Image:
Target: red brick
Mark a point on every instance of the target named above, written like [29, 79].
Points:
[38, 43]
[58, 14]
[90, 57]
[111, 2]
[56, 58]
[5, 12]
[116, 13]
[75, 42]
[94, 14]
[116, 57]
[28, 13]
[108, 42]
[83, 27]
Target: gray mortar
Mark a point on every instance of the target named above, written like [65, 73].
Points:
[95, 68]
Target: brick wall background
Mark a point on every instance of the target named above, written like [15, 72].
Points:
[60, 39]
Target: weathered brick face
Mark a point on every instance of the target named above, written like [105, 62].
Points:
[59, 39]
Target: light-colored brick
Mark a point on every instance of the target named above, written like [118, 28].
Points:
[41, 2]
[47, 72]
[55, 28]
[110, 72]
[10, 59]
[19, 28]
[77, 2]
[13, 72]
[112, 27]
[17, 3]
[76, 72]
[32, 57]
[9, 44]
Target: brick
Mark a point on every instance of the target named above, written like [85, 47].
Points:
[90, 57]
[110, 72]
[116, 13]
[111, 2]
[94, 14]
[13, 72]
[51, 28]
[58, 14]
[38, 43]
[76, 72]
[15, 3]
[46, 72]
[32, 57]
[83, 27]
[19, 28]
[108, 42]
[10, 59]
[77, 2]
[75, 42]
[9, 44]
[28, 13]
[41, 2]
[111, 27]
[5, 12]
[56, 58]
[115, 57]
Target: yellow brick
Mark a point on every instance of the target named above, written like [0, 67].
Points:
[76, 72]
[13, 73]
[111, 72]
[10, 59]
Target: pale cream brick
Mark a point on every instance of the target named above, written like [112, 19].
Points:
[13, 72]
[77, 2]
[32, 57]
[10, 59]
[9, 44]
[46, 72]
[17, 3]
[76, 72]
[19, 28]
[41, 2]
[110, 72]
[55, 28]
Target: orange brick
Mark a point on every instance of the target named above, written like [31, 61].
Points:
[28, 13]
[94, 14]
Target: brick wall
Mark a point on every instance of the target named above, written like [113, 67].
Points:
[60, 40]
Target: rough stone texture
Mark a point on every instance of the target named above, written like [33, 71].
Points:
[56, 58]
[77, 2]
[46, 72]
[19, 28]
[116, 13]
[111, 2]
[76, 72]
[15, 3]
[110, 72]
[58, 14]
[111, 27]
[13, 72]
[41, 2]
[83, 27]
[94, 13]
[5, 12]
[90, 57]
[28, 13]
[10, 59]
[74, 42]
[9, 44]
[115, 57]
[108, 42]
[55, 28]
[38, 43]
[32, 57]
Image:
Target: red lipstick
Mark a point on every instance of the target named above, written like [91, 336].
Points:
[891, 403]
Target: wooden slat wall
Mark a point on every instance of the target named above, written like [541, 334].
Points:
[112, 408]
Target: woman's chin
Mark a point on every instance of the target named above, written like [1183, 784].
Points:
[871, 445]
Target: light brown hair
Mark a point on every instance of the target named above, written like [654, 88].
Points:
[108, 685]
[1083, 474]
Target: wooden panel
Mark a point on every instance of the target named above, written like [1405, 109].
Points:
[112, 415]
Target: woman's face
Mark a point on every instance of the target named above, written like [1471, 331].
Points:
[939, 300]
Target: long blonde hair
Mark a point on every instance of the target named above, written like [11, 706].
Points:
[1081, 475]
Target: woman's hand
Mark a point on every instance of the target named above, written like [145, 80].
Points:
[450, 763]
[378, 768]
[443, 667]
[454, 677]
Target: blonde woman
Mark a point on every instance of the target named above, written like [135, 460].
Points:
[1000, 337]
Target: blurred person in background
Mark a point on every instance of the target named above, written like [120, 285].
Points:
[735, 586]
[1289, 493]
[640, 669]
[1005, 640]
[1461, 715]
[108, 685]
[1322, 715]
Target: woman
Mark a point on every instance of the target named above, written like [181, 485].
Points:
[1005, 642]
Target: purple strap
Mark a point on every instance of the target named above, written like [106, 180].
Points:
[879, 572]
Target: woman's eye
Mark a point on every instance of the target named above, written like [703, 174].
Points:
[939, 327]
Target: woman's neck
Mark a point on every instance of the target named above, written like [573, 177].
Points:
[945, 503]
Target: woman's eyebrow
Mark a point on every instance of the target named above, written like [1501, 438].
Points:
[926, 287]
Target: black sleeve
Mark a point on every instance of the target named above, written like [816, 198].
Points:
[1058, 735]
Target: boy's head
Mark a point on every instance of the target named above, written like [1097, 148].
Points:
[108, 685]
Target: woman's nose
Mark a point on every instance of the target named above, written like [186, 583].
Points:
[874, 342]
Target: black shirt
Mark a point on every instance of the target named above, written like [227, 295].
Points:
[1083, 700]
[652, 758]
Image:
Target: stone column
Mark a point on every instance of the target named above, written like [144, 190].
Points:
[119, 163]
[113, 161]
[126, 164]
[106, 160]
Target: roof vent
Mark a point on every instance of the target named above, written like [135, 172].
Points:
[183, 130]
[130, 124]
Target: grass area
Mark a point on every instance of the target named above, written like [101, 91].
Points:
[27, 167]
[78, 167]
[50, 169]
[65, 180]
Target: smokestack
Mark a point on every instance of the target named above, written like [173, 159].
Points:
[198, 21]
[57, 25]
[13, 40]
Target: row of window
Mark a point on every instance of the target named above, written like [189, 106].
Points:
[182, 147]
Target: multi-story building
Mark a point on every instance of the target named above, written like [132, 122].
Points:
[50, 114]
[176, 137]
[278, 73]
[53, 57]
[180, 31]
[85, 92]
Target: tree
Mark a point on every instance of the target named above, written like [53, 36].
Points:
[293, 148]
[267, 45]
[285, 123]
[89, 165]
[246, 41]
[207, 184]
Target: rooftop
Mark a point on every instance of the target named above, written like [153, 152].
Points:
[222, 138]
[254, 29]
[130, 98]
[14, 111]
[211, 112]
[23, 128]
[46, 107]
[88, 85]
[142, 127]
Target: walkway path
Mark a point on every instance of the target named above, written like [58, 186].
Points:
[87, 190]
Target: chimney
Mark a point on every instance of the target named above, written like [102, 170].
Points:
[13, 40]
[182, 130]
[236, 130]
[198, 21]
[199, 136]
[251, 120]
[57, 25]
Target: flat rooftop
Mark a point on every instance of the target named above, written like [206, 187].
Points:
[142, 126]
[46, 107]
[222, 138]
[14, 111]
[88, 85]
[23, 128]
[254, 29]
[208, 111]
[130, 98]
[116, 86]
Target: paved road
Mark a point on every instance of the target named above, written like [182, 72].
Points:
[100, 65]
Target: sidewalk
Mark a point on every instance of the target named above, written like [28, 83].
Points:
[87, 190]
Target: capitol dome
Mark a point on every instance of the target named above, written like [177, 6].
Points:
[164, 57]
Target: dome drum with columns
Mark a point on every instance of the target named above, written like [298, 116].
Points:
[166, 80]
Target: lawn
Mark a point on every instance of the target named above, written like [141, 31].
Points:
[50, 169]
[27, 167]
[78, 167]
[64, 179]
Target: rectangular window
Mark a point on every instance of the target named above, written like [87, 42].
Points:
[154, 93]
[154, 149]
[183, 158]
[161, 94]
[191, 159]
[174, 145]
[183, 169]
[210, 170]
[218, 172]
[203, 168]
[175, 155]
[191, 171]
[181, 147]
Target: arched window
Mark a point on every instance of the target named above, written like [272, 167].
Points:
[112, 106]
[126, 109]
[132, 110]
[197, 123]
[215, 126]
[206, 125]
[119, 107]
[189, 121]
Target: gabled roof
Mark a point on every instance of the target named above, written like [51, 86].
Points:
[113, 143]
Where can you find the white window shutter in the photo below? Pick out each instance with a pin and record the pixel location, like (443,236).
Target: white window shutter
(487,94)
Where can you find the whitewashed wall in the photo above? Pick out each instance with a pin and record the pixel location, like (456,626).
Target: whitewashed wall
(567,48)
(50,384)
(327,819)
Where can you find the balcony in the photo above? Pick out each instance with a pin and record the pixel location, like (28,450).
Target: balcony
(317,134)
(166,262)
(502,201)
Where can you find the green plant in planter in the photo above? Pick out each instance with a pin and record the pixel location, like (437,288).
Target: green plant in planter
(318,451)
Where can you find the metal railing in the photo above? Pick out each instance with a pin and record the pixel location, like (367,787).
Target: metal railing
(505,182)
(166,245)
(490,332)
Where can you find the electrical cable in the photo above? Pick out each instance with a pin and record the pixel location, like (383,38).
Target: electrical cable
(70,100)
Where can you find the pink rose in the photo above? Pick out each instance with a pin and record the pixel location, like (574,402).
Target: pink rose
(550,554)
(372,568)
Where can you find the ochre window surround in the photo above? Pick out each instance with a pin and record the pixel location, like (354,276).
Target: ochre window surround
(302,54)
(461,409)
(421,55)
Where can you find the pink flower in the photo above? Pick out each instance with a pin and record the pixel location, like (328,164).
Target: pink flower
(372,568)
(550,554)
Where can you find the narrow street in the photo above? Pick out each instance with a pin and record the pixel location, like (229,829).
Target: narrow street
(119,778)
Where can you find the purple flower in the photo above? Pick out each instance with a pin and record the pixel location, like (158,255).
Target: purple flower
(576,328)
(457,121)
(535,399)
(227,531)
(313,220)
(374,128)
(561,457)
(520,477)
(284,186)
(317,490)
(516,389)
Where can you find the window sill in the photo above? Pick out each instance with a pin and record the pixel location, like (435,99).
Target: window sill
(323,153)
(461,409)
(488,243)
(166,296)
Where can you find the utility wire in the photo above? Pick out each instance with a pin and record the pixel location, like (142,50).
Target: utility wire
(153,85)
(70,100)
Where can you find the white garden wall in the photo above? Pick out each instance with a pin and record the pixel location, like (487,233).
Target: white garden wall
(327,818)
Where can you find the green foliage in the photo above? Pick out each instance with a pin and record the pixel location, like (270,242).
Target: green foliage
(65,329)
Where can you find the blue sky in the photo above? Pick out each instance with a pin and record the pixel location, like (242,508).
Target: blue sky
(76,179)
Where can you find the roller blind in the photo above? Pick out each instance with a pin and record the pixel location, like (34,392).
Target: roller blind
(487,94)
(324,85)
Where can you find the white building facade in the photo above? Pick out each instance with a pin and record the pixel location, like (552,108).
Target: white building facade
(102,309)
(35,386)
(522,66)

#### [TASK INSTRUCTIONS]
Transcribe exactly, and only, the lines from the opening line of the records through the line containing "like [31, 61].".

#### [ANSWER BOX]
Image:
Target: red brick
Mark a point on every instance of the target named above, written like [29, 79].
Points:
[38, 43]
[58, 14]
[90, 57]
[111, 2]
[56, 58]
[5, 12]
[116, 13]
[75, 42]
[94, 14]
[116, 57]
[28, 13]
[108, 42]
[83, 27]
Target: gray mortar
Mark a point on every instance of the target named above, written like [65, 73].
Points:
[95, 68]
Target: brick wall background
Mark a point on every instance of the target named above, written like [15, 72].
Points:
[60, 39]
Target: weathered brick face
Mark a point on every instance of the target named above, written like [105, 62].
Points:
[59, 39]
Target: light-colored brick
Mark a point on every instance of the target named above, written like [118, 28].
Points:
[41, 2]
[47, 72]
[55, 28]
[110, 72]
[10, 59]
[19, 28]
[77, 2]
[13, 72]
[112, 27]
[17, 3]
[76, 72]
[32, 57]
[9, 44]
Target: brick
Mark a point on every instance of the target named above, written like [85, 47].
Points:
[90, 57]
[110, 72]
[116, 13]
[111, 2]
[94, 14]
[13, 72]
[51, 28]
[58, 14]
[38, 43]
[76, 72]
[15, 3]
[46, 72]
[32, 57]
[83, 27]
[19, 28]
[108, 42]
[10, 59]
[77, 2]
[75, 42]
[9, 44]
[28, 13]
[41, 2]
[111, 27]
[5, 12]
[56, 58]
[115, 57]
Target: yellow brick
Mark a point on every instance of the target named above, written like [0, 67].
Points:
[76, 72]
[13, 73]
[111, 72]
[10, 59]
Target: pale cream brick
Mark a point on every instance of the target named above, written like [112, 19].
Points:
[13, 72]
[77, 2]
[32, 57]
[10, 59]
[9, 44]
[46, 72]
[17, 3]
[76, 72]
[19, 28]
[41, 2]
[110, 72]
[55, 28]
Target: orange brick
Mark a point on every instance of the target named above, written like [31, 61].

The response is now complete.